─── SUPPLIED PASSAGE

- Born: February 5, 1958 (age 68) Lakewood, California, US
- Other names: Debbie J. Evans, Debbi Evans, Debra Evans, Debbie Evans-Leavitt, Debbie Evans Leavitt
- Occupations: Motorcycle observed trials competitor and stunt actor
- Spouse: Lane Leavitt ​(m. 1979)​
- Children: 3
- Website: debbieevans.com

= Debbie Evans =

American motorcycle racer

Debbie Evans (born February 5, 1958) is an American former motorcycle observed trials competitor and current stunt actor. In the 1970s, Evans was considered the best female observed trials rider in the United States, earning factory-backed sponsorship from Yamaha. She later parlayed her motorcycling experience to become a successful film industry stunt performer. Evans was inducted to the AMA Motorcycle Hall of Fame in 2003.

──────

> _PROBLEM_
Transcribe the stretch of the Debbie Evans profile from "Debbie Evans (born" through "Fame in 2003.", keeping every word and mark as it appears.

─── DATASET SECTION

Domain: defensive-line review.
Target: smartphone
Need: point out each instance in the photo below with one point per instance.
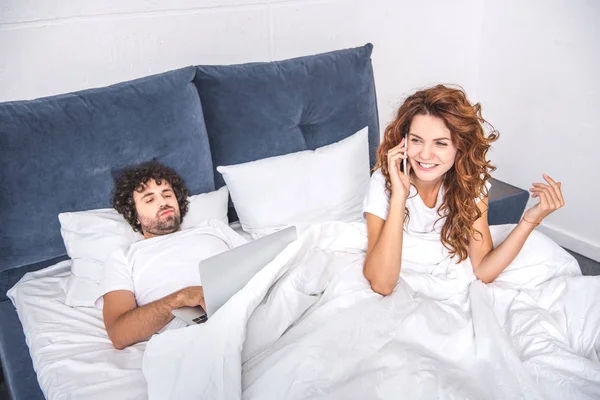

──────

> _COMPLETE ANSWER_
Debbie Evans (born February 5, 1958) is an American former motorcycle observed trials competitor and current stunt actor. In the 1970s, Evans was considered the best female observed trials rider in the United States, earning factory-backed sponsorship from Yamaha. She later parlayed her motorcycling experience to become a successful film industry stunt performer. Evans was inducted to the AMA Motorcycle Hall of Fame in 2003.